[What is needed]
Once you reach the line that contains "Practice. Find the dog's", retype it and each later line exactly as written, stopping only at the end of the listing.

____________

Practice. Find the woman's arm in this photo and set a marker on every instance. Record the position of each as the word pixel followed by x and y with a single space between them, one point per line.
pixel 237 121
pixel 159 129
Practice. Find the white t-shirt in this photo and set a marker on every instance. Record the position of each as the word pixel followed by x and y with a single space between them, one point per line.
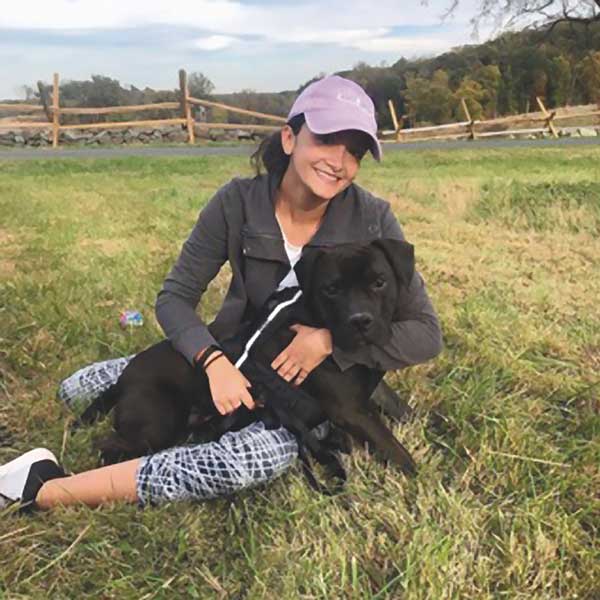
pixel 293 252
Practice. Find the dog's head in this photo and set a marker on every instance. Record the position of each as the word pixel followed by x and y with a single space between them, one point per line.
pixel 352 289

____________

[Finished exercise]
Practice. Find the dog's head in this photo and set a marker on every instance. Record the position of each as the word pixel followed by x and y with a single space between them, one point per line.
pixel 352 289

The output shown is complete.